(Recorded data)
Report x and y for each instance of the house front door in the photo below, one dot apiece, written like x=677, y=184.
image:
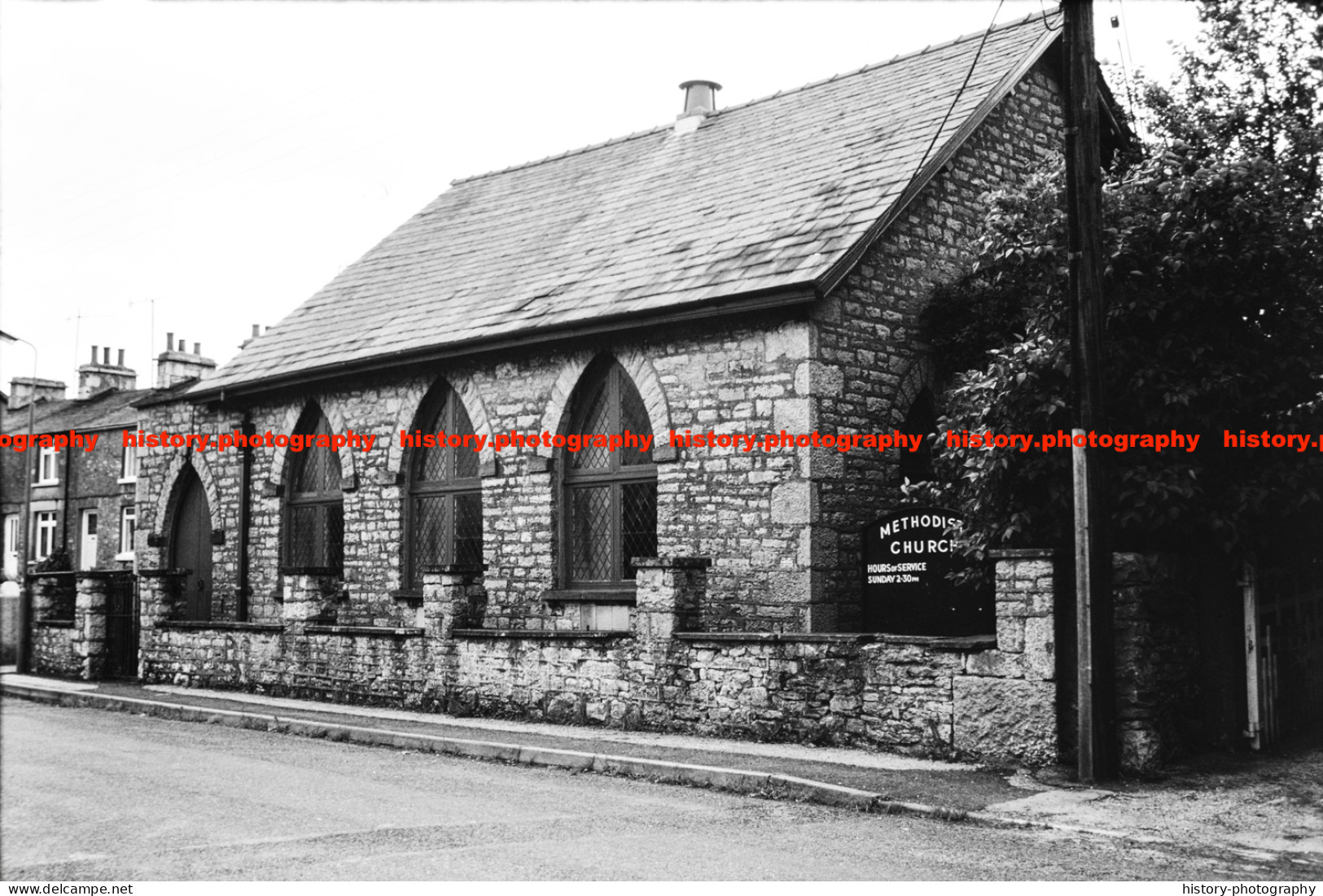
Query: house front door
x=88, y=544
x=191, y=546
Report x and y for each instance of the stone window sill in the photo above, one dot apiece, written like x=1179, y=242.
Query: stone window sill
x=370, y=631
x=971, y=643
x=592, y=597
x=186, y=624
x=541, y=635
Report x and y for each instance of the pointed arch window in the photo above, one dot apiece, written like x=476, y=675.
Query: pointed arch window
x=921, y=419
x=610, y=497
x=313, y=505
x=444, y=522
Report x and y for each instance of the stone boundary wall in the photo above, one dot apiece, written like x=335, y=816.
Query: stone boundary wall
x=980, y=695
x=69, y=624
x=999, y=697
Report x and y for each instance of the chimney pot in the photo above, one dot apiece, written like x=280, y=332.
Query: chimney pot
x=700, y=97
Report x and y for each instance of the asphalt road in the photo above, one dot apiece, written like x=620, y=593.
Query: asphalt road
x=90, y=794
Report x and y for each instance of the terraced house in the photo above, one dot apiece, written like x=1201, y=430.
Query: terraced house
x=756, y=269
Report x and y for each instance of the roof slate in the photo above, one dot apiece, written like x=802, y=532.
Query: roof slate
x=764, y=196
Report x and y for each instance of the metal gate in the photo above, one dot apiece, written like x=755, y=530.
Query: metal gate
x=122, y=625
x=1284, y=627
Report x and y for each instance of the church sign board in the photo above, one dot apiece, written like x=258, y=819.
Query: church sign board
x=905, y=559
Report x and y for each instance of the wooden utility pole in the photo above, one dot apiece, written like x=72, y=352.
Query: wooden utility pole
x=1096, y=682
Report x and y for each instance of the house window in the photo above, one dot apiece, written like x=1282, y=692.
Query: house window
x=127, y=527
x=445, y=509
x=11, y=546
x=44, y=527
x=129, y=464
x=313, y=508
x=610, y=497
x=48, y=467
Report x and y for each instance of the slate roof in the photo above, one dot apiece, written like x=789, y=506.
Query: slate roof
x=766, y=197
x=107, y=410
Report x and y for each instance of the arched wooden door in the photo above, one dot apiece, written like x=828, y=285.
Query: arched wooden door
x=191, y=544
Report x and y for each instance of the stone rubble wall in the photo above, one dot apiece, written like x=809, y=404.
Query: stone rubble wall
x=974, y=697
x=69, y=631
x=871, y=361
x=1159, y=699
x=781, y=527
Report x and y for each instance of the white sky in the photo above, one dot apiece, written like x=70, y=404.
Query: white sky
x=220, y=161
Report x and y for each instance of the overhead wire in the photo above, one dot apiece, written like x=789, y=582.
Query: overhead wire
x=958, y=94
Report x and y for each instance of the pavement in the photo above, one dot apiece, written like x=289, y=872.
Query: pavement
x=1264, y=809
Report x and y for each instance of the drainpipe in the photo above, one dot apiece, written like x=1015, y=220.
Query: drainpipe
x=245, y=514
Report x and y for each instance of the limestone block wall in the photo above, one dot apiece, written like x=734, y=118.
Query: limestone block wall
x=1159, y=681
x=69, y=631
x=982, y=695
x=55, y=631
x=751, y=512
x=335, y=664
x=870, y=352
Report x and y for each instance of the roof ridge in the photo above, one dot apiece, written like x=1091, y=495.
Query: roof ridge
x=778, y=94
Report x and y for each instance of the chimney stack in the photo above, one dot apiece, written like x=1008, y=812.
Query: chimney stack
x=700, y=101
x=101, y=374
x=176, y=365
x=257, y=332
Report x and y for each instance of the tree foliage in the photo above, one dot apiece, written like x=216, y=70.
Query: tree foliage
x=1213, y=283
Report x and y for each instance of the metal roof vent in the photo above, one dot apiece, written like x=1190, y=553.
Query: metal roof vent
x=700, y=101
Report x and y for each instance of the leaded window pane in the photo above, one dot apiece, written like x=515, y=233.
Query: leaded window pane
x=597, y=421
x=638, y=523
x=469, y=527
x=429, y=533
x=445, y=510
x=590, y=525
x=317, y=535
x=313, y=512
x=610, y=497
x=318, y=468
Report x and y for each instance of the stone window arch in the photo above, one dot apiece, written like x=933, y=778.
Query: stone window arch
x=313, y=504
x=609, y=510
x=444, y=504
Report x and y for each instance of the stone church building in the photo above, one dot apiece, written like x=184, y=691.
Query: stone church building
x=745, y=270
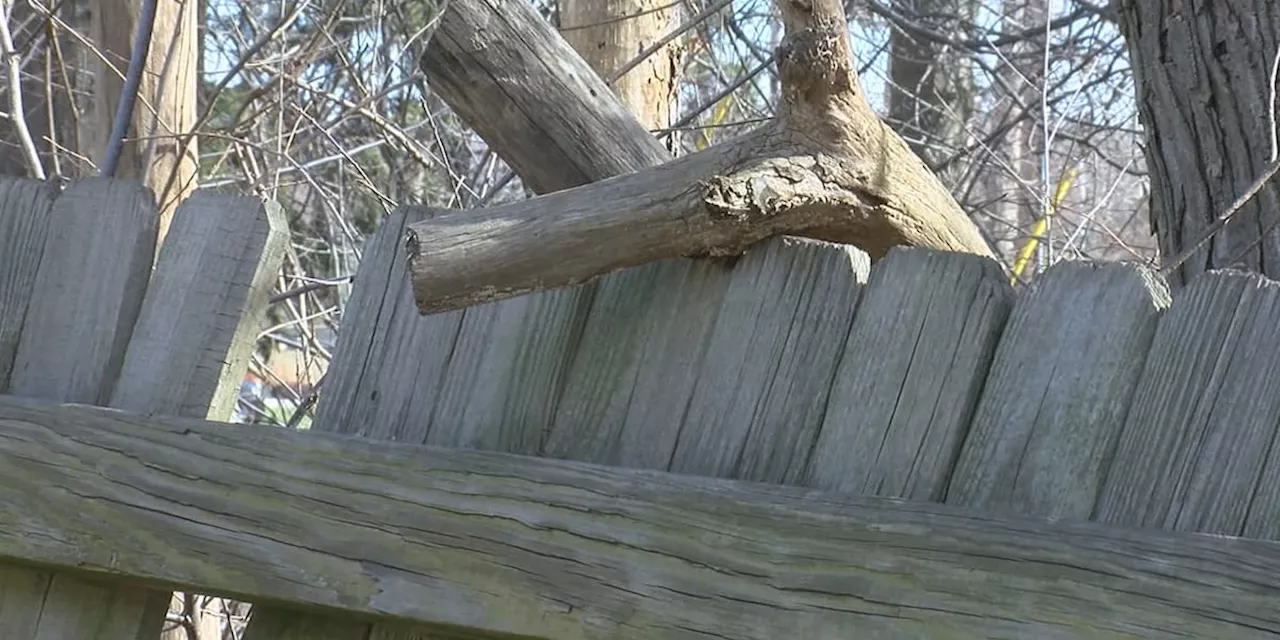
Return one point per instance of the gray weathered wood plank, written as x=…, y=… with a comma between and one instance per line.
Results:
x=92, y=275
x=24, y=220
x=388, y=359
x=204, y=307
x=909, y=375
x=510, y=76
x=483, y=376
x=498, y=543
x=1059, y=389
x=87, y=293
x=754, y=406
x=1197, y=452
x=644, y=333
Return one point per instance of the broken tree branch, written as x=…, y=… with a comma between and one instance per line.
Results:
x=827, y=169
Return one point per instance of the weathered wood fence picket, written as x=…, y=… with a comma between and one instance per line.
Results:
x=877, y=393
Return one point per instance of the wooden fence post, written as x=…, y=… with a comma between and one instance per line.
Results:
x=24, y=210
x=204, y=307
x=1198, y=449
x=86, y=296
x=910, y=374
x=1060, y=385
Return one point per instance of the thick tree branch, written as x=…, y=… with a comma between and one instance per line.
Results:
x=827, y=168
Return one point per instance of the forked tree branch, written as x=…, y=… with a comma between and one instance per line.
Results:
x=826, y=168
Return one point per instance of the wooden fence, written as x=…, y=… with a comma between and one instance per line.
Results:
x=790, y=444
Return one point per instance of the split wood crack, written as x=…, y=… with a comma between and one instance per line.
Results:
x=826, y=168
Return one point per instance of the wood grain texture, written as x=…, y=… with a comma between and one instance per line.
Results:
x=709, y=368
x=484, y=376
x=92, y=274
x=204, y=307
x=87, y=293
x=533, y=99
x=827, y=168
x=1059, y=389
x=513, y=80
x=910, y=374
x=754, y=407
x=506, y=544
x=24, y=220
x=1198, y=446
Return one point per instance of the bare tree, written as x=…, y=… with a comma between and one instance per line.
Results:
x=1206, y=76
x=624, y=41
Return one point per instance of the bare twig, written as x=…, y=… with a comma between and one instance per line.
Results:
x=129, y=91
x=1225, y=216
x=17, y=112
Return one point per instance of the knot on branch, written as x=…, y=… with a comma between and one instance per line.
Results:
x=814, y=64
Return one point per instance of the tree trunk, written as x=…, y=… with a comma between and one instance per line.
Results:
x=1205, y=97
x=609, y=33
x=931, y=92
x=826, y=168
x=167, y=97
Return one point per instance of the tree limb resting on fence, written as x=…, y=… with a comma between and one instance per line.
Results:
x=827, y=168
x=506, y=544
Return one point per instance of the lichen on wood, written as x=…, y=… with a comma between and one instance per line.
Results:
x=827, y=168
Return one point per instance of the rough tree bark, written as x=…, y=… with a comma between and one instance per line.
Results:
x=167, y=97
x=1205, y=96
x=827, y=168
x=609, y=33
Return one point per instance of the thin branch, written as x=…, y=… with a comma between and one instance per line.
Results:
x=1225, y=216
x=18, y=113
x=129, y=91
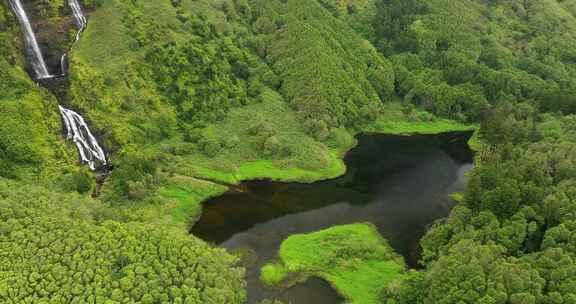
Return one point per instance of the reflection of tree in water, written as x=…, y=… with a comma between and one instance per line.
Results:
x=401, y=184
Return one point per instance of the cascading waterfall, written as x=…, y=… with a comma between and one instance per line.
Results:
x=79, y=16
x=78, y=131
x=36, y=59
x=76, y=128
x=81, y=22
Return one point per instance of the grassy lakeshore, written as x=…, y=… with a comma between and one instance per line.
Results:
x=354, y=259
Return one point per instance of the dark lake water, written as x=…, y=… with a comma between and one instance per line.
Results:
x=401, y=184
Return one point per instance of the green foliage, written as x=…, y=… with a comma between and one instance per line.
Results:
x=355, y=259
x=455, y=57
x=60, y=248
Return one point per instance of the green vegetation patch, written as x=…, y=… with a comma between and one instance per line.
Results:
x=354, y=258
x=188, y=196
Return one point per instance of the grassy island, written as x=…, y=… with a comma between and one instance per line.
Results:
x=354, y=259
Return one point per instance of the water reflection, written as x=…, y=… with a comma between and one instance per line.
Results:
x=400, y=184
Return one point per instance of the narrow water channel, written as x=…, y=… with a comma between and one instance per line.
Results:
x=399, y=183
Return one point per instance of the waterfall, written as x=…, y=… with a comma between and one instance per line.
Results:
x=33, y=49
x=79, y=16
x=76, y=128
x=90, y=152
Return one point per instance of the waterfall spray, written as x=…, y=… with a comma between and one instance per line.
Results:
x=76, y=128
x=36, y=59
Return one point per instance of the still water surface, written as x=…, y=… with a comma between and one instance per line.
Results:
x=400, y=184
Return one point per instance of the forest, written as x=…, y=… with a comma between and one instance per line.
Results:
x=191, y=98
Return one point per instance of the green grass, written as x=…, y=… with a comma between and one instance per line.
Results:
x=189, y=196
x=404, y=126
x=354, y=259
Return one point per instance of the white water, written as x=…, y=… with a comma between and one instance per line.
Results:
x=37, y=61
x=79, y=16
x=77, y=130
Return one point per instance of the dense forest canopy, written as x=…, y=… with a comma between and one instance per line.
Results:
x=189, y=96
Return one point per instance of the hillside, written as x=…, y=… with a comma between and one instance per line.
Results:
x=189, y=98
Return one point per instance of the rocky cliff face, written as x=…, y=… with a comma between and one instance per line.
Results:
x=55, y=28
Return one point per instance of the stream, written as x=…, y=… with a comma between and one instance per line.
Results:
x=401, y=184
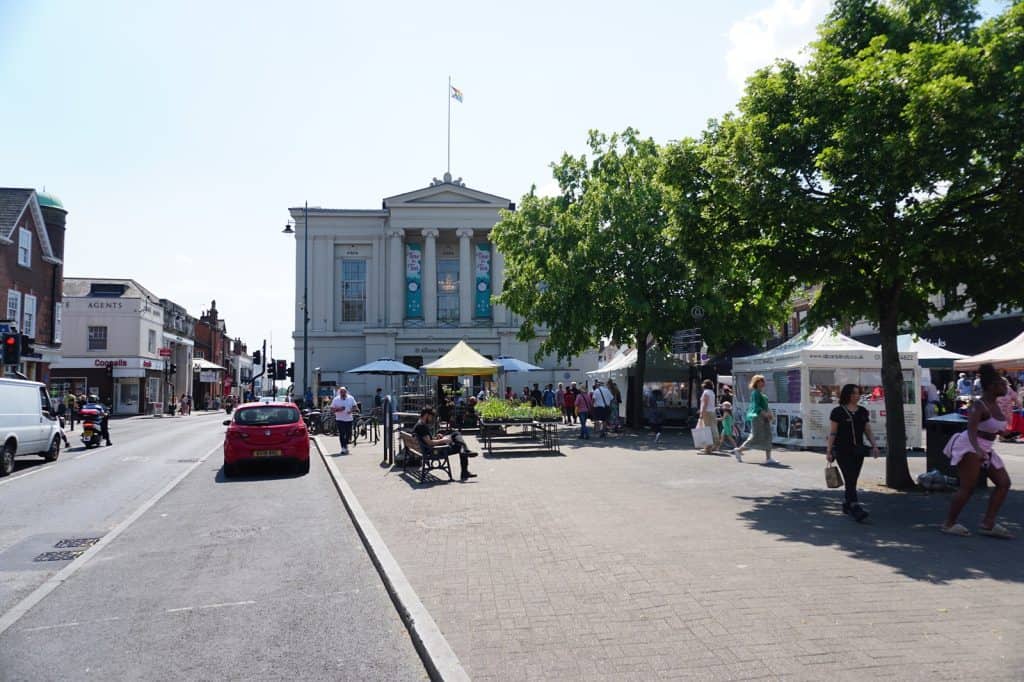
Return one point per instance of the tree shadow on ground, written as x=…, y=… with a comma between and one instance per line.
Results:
x=902, y=531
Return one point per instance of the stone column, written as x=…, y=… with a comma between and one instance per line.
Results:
x=430, y=276
x=396, y=286
x=467, y=283
x=498, y=312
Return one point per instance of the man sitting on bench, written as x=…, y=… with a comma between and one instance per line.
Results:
x=454, y=442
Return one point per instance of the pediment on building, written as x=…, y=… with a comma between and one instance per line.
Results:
x=446, y=192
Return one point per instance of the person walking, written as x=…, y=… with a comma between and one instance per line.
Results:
x=343, y=406
x=760, y=417
x=568, y=406
x=584, y=407
x=971, y=452
x=708, y=416
x=849, y=424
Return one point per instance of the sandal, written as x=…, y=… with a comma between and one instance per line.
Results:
x=996, y=531
x=955, y=529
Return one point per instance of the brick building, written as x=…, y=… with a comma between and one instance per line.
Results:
x=32, y=238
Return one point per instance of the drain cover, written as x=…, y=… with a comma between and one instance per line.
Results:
x=77, y=542
x=66, y=555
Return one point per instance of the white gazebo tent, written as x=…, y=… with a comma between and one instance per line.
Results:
x=803, y=380
x=1008, y=356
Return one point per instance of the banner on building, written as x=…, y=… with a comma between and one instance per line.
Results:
x=482, y=282
x=414, y=282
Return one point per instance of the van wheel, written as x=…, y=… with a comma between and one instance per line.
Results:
x=54, y=452
x=6, y=460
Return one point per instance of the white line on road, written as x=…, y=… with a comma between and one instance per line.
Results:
x=20, y=608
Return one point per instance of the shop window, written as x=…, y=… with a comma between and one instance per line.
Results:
x=14, y=306
x=24, y=247
x=353, y=290
x=97, y=338
x=448, y=291
x=29, y=326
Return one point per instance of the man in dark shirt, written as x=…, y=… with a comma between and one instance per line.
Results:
x=428, y=443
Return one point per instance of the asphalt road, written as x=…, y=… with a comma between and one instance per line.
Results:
x=258, y=578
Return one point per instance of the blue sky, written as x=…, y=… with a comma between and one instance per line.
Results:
x=177, y=134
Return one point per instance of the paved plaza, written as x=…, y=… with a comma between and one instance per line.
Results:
x=623, y=560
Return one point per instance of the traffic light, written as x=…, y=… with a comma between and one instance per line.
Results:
x=11, y=348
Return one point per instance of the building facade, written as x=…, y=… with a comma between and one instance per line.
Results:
x=32, y=238
x=113, y=333
x=408, y=281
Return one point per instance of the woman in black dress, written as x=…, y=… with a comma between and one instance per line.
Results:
x=846, y=444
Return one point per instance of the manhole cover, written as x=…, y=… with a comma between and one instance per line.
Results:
x=66, y=555
x=77, y=542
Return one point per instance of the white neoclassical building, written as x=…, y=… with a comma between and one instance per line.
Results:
x=408, y=281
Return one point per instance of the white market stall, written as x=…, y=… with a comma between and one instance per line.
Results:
x=803, y=380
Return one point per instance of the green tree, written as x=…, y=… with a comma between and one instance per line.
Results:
x=889, y=171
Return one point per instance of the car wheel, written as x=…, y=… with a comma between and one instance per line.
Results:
x=7, y=460
x=54, y=452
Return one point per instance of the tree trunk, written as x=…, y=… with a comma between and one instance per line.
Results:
x=897, y=467
x=634, y=415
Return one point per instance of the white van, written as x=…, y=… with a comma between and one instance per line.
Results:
x=28, y=424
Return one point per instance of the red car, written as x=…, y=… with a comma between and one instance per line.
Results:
x=268, y=431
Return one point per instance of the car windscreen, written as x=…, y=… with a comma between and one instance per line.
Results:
x=266, y=416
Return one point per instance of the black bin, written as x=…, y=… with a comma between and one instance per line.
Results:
x=938, y=431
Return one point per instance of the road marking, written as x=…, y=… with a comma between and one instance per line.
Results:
x=12, y=478
x=221, y=605
x=15, y=612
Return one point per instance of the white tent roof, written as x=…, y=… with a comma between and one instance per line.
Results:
x=1008, y=356
x=823, y=338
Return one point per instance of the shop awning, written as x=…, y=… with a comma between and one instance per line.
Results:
x=1008, y=356
x=462, y=360
x=203, y=365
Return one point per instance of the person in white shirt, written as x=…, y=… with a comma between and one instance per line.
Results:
x=343, y=406
x=708, y=416
x=602, y=408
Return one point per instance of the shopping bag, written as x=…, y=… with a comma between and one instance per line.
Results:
x=833, y=476
x=702, y=436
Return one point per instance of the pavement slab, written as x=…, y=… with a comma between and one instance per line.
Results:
x=622, y=559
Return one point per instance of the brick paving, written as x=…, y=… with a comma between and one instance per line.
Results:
x=622, y=560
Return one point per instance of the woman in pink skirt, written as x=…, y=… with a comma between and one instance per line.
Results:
x=971, y=452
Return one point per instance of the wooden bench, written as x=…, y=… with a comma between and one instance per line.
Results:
x=438, y=459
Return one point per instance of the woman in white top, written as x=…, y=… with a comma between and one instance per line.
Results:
x=708, y=416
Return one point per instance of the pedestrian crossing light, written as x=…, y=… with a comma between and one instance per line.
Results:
x=11, y=348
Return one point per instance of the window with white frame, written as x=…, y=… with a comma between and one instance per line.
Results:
x=14, y=306
x=97, y=338
x=24, y=247
x=57, y=322
x=29, y=327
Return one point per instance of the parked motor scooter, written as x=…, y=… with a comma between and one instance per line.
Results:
x=92, y=423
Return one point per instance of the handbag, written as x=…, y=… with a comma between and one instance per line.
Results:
x=702, y=436
x=834, y=478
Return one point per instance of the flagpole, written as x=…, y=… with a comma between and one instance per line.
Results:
x=450, y=125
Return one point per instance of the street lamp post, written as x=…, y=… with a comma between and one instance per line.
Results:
x=305, y=292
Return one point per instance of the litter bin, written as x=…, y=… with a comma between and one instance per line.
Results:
x=938, y=431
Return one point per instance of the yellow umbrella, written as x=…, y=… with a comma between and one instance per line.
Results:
x=462, y=360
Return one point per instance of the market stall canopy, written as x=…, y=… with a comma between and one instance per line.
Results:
x=1008, y=356
x=462, y=360
x=386, y=367
x=203, y=365
x=929, y=354
x=514, y=365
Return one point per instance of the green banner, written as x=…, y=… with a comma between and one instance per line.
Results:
x=482, y=308
x=414, y=282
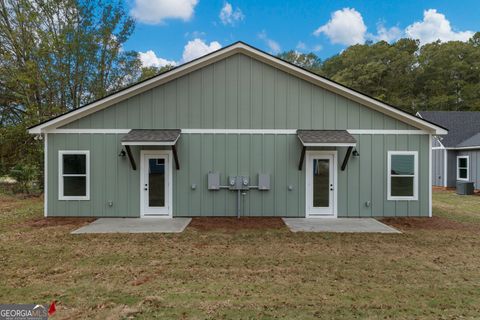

Your instructions.
What is needed is an exact copy of each line from the top of the data above through the line containing "like x=1179, y=242.", with no pictures.

Response to the task.
Report x and y for each instance of the house front door in the photo below, one dot apiece, written like x=677, y=184.
image:
Query: house front door
x=88, y=544
x=191, y=546
Report x and y for each instance of the stone window sill in the photo above, one dot apiece, written like x=1179, y=242.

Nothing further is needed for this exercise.